* _WHAT YOU SHOULD DO_: Please find each line in the material below that contains the string "trousers" and copy it out. Case counts.

* _DATA SHOWN_:
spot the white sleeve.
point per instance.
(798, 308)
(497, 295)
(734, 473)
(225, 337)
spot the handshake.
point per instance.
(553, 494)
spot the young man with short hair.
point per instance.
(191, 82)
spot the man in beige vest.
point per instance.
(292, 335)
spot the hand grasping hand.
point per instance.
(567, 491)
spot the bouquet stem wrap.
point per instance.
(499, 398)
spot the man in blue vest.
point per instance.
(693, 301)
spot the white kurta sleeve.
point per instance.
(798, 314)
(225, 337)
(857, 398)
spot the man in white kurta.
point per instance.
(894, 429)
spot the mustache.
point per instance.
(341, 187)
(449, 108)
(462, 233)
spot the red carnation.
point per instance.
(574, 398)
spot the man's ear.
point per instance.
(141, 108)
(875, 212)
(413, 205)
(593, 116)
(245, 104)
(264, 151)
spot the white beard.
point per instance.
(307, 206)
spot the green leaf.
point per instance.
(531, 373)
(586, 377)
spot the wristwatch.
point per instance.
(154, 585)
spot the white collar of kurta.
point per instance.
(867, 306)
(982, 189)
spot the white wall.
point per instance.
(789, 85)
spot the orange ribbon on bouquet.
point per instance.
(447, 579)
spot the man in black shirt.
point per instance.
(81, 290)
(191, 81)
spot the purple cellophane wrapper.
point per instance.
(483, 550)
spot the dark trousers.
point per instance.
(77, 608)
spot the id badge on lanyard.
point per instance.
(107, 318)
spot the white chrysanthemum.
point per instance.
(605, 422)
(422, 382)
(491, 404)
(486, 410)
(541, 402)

* * *

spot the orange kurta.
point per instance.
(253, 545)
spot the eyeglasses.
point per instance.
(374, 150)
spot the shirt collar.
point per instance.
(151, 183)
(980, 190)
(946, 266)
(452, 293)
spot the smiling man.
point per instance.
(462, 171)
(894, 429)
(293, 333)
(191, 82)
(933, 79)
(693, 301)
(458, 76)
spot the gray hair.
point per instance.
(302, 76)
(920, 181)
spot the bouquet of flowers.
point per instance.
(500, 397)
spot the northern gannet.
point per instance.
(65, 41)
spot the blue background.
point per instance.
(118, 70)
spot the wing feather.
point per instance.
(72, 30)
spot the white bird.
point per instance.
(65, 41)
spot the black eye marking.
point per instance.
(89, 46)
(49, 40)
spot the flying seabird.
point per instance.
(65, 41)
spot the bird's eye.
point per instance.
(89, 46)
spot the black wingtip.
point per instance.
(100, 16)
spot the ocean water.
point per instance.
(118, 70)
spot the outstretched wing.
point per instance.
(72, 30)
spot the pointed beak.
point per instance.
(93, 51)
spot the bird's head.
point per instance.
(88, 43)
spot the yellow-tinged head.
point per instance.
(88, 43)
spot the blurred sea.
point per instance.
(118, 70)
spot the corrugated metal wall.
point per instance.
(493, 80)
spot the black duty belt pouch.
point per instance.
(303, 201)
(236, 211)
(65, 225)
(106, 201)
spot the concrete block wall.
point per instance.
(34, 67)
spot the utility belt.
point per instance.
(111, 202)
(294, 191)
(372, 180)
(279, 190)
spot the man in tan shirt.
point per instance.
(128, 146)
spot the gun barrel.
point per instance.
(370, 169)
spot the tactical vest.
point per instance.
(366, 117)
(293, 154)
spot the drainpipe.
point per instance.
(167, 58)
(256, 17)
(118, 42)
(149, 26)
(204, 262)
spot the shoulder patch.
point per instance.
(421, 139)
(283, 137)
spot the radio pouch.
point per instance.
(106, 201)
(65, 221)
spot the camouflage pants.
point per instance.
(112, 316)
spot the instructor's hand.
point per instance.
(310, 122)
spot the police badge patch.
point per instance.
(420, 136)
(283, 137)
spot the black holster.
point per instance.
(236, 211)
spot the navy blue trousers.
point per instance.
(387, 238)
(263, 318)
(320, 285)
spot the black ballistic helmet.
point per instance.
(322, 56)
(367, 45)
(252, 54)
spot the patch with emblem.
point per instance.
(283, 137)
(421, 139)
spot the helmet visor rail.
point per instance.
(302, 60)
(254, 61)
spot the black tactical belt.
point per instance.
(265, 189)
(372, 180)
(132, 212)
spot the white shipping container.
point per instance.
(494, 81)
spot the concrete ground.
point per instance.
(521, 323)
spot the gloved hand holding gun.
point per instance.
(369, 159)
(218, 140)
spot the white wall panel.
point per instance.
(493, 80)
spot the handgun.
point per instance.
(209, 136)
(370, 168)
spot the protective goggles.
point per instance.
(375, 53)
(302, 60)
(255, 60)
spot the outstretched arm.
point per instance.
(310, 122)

--

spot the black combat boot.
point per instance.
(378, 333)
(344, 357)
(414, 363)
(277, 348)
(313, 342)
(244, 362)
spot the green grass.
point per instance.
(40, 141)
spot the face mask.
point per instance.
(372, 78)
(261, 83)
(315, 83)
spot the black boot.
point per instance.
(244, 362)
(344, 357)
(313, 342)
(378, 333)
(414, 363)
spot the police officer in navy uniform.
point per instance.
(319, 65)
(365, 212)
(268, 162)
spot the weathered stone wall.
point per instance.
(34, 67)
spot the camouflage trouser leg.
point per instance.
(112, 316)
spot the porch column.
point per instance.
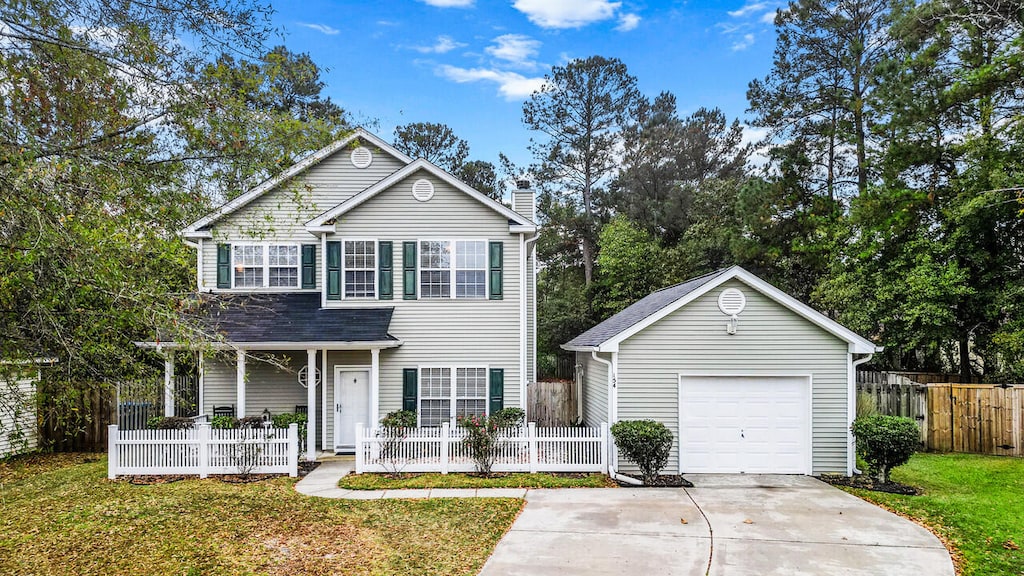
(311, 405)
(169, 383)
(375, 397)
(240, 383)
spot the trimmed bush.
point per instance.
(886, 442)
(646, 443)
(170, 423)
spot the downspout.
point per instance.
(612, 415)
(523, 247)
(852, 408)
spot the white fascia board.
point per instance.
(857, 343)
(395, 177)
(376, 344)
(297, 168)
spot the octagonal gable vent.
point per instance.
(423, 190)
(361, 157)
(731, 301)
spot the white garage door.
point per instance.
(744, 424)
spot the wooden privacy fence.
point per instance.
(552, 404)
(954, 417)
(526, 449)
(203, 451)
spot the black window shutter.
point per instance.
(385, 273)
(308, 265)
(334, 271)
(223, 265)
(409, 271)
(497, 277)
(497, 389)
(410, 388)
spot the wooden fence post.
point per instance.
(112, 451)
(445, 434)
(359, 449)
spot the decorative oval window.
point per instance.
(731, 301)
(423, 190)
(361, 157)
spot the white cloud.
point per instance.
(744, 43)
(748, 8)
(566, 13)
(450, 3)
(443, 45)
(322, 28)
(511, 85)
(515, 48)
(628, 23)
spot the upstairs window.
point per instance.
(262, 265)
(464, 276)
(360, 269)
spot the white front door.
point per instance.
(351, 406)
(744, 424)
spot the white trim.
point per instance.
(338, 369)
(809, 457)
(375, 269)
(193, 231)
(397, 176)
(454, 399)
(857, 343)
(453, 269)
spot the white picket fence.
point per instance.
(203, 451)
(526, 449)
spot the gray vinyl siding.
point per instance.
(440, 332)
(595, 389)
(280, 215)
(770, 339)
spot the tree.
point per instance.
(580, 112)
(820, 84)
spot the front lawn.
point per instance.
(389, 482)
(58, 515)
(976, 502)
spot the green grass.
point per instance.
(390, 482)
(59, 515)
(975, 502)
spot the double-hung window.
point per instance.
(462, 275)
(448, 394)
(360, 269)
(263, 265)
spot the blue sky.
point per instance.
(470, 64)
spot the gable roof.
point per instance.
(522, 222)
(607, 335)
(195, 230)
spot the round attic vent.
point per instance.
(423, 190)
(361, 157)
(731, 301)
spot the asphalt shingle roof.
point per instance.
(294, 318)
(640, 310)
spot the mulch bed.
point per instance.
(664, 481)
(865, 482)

* _COMPLETE RESPONSE_:
spot the dark trousers.
spot the navy blue trousers.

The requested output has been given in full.